§ Directive: Locate each line in the items below that includes the string "lettuce", and copy those lines out.

(Data items)
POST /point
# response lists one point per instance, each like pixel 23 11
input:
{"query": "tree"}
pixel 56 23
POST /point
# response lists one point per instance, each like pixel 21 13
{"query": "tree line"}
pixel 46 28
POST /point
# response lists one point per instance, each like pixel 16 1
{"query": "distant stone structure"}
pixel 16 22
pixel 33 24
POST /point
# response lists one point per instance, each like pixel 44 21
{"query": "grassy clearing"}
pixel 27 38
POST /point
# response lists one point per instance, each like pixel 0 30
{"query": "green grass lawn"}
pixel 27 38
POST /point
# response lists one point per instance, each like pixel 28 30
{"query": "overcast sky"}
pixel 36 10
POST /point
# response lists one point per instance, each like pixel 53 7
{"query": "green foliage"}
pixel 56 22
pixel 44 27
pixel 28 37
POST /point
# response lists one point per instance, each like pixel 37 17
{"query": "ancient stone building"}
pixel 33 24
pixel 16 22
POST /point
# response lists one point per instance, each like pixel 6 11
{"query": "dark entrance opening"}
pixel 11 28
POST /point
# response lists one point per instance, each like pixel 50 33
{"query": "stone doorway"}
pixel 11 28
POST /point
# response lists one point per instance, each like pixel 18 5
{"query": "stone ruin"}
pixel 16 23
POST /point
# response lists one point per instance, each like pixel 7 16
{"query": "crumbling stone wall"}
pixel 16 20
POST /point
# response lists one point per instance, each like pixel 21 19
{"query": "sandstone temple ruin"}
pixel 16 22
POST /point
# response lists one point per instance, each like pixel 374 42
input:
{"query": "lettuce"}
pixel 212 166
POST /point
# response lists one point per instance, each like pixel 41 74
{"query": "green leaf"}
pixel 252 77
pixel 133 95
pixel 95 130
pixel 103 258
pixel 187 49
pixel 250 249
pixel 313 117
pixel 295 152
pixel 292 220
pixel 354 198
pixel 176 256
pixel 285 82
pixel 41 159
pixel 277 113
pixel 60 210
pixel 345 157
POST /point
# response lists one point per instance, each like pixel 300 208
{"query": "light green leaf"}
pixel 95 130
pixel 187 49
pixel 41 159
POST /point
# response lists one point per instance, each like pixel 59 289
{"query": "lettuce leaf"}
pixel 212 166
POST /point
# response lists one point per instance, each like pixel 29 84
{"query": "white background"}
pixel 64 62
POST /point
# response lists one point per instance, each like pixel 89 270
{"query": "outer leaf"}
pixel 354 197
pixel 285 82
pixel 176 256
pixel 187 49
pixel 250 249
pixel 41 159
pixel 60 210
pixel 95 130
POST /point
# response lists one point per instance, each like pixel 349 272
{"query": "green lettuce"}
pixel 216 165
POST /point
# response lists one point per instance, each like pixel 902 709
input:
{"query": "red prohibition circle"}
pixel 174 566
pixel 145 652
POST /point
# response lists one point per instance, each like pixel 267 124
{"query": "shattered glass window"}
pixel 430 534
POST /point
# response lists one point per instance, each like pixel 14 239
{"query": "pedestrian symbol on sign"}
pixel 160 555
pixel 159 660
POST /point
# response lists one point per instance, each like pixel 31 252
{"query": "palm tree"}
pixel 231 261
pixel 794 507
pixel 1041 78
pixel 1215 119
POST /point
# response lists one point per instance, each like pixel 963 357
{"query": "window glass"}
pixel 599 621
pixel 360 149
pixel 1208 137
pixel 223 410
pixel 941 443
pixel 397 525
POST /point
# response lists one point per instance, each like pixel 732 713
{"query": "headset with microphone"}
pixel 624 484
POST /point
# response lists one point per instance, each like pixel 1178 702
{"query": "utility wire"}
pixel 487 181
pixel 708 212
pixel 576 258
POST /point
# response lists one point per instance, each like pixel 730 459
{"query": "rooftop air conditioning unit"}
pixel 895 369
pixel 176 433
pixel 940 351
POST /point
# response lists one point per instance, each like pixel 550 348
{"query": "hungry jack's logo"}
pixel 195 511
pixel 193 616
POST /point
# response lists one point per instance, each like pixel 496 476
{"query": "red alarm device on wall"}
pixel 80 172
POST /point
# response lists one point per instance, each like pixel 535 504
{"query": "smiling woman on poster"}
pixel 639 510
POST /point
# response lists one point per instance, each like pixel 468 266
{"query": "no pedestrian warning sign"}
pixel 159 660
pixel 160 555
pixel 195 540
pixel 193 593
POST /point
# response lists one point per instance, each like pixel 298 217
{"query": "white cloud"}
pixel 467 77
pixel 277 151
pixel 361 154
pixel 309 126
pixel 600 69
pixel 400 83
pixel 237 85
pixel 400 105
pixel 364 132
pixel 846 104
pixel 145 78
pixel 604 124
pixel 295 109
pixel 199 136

§ Output of the exercise:
{"query": "lettuce"}
{"query": "lettuce leaf"}
{"query": "green lettuce"}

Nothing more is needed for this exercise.